## DO THIS:
Set out the lines of the items below as a numbered list, omitting any blank lines. Leave the pictures out of your answer.

• • • • •

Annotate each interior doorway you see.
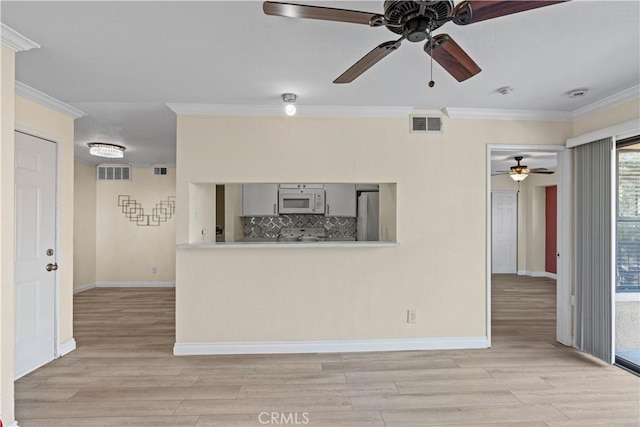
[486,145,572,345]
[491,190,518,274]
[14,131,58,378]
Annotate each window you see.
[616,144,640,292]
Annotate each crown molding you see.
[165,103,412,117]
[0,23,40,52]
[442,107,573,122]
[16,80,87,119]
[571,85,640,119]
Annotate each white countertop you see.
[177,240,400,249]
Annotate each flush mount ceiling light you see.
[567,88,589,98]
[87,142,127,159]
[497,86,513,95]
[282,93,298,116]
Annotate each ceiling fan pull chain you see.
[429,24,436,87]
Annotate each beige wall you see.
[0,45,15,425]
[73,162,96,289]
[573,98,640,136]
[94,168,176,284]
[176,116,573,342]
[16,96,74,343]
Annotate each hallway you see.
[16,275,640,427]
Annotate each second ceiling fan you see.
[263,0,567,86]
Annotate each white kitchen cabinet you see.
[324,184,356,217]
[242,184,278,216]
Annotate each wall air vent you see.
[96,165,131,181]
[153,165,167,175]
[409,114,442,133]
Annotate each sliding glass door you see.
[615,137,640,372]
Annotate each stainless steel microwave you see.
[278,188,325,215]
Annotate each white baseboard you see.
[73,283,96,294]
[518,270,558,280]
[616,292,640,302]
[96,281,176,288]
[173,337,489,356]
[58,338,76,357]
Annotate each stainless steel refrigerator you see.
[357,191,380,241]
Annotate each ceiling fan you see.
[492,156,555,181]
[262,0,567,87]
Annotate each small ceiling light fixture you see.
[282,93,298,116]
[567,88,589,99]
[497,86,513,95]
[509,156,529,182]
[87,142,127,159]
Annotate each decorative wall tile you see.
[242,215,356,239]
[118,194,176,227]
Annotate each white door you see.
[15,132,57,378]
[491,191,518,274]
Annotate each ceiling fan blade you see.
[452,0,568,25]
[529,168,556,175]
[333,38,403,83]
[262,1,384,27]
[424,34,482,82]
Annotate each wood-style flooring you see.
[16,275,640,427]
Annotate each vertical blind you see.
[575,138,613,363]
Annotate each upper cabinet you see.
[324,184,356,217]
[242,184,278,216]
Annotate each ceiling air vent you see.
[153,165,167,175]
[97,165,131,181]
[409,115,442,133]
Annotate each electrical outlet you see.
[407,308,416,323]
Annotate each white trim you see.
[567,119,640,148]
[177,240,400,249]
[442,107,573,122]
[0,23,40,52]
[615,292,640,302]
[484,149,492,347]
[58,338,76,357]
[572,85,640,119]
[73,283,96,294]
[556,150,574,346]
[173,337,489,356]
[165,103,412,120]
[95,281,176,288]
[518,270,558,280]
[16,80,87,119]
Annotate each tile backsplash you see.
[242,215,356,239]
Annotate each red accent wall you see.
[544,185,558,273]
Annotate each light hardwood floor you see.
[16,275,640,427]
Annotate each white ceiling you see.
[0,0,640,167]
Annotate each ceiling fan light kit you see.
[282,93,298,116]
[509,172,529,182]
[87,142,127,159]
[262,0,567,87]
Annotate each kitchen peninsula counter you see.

• • • • •

## RESPONSE FOR THIS EXERCISE:
1. Annotate each interior doorway you see.
2. [486,145,572,345]
3. [491,190,518,274]
4. [14,131,58,378]
5. Annotate each window you see.
6. [616,144,640,292]
7. Annotate each crown molding you see.
8. [165,103,412,117]
9. [0,23,40,52]
10. [442,107,573,122]
11. [16,80,87,119]
12. [571,85,640,119]
13. Annotate each white countertop you see.
14. [177,240,400,249]
15. Annotate each flush mount ceiling light you see.
16. [567,88,589,98]
17. [87,142,127,159]
18. [497,86,513,95]
19. [282,93,298,116]
20. Annotate each ceiling fan pull chain you see.
21. [429,24,436,87]
22. Annotate each beige wall you see.
23. [0,45,15,425]
24. [73,162,96,289]
25. [573,98,640,136]
26. [94,168,176,284]
27. [176,116,573,342]
28. [16,96,74,343]
29. Annotate each hallway you see.
30. [16,275,640,427]
31. Annotate each second ceiling fan you see.
32. [263,0,567,86]
33. Annotate each white kitchen cabinet you see.
34. [324,184,356,217]
35. [242,184,278,216]
36. Annotate each wall air vent you see.
37. [96,165,131,181]
38. [153,165,167,175]
39. [409,114,442,133]
40. Annotate each sliding glass door you see.
41. [615,137,640,372]
42. Annotate each stainless steel microwave you see.
43. [278,188,325,215]
44. Annotate each white baseboard you see.
45. [73,283,96,294]
46. [518,270,558,280]
47. [616,292,640,302]
48. [96,281,176,288]
49. [173,337,489,356]
50. [58,338,76,357]
51. Annotate each stainless steel refrigerator you see.
52. [357,191,380,241]
53. Annotate each ceiling fan you see.
54. [492,156,555,181]
55. [262,0,567,87]
56. Annotate each small ceiling light fixture you see.
57. [282,93,298,116]
58. [567,88,589,99]
59. [497,86,513,95]
60. [509,156,529,182]
61. [87,142,127,159]
62. Annotate each decorative wall tile you see.
63. [242,215,356,239]
64. [118,194,176,227]
65. Annotate each white door you see.
66. [15,132,57,378]
67. [491,191,518,274]
68. Annotate each ceiling fan blade you see.
69. [452,0,568,25]
70. [529,168,556,175]
71. [333,38,403,83]
72. [262,1,384,27]
73. [424,34,482,82]
74. Annotate each wood-style flooring you see.
75. [16,275,640,427]
76. Annotate each vertical blind you see.
77. [575,138,613,363]
78. Annotate each upper cabinet you see.
79. [324,184,356,217]
80. [242,184,278,216]
81. Annotate each ceiling air vent you see.
82. [153,165,167,175]
83. [97,165,131,181]
84. [409,115,442,133]
85. Annotate each electrical outlet you see.
86. [407,308,416,323]
87. Annotate each white trim you see.
88. [567,119,640,148]
89. [177,240,400,249]
90. [442,107,573,122]
91. [0,23,40,52]
92. [615,292,640,302]
93. [484,149,492,347]
94. [58,338,76,357]
95. [572,85,640,119]
96. [73,283,96,294]
97. [556,150,574,346]
98. [173,337,489,356]
99. [165,103,412,120]
100. [95,281,176,288]
101. [518,270,558,280]
102. [16,80,87,119]
103. Annotate each tile backsplash you see.
104. [242,215,356,239]
105. Annotate each red accent wall you see.
106. [544,185,558,273]
107. Annotate each light hardwood floor you see.
108. [16,275,640,427]
109. Annotate each white ceiling you see.
110. [0,0,640,167]
111. Annotate each ceiling fan light kit you see.
112. [282,93,298,116]
113. [509,172,529,182]
114. [87,142,127,159]
115. [262,0,567,87]
116. Annotate each kitchen peninsula counter you see.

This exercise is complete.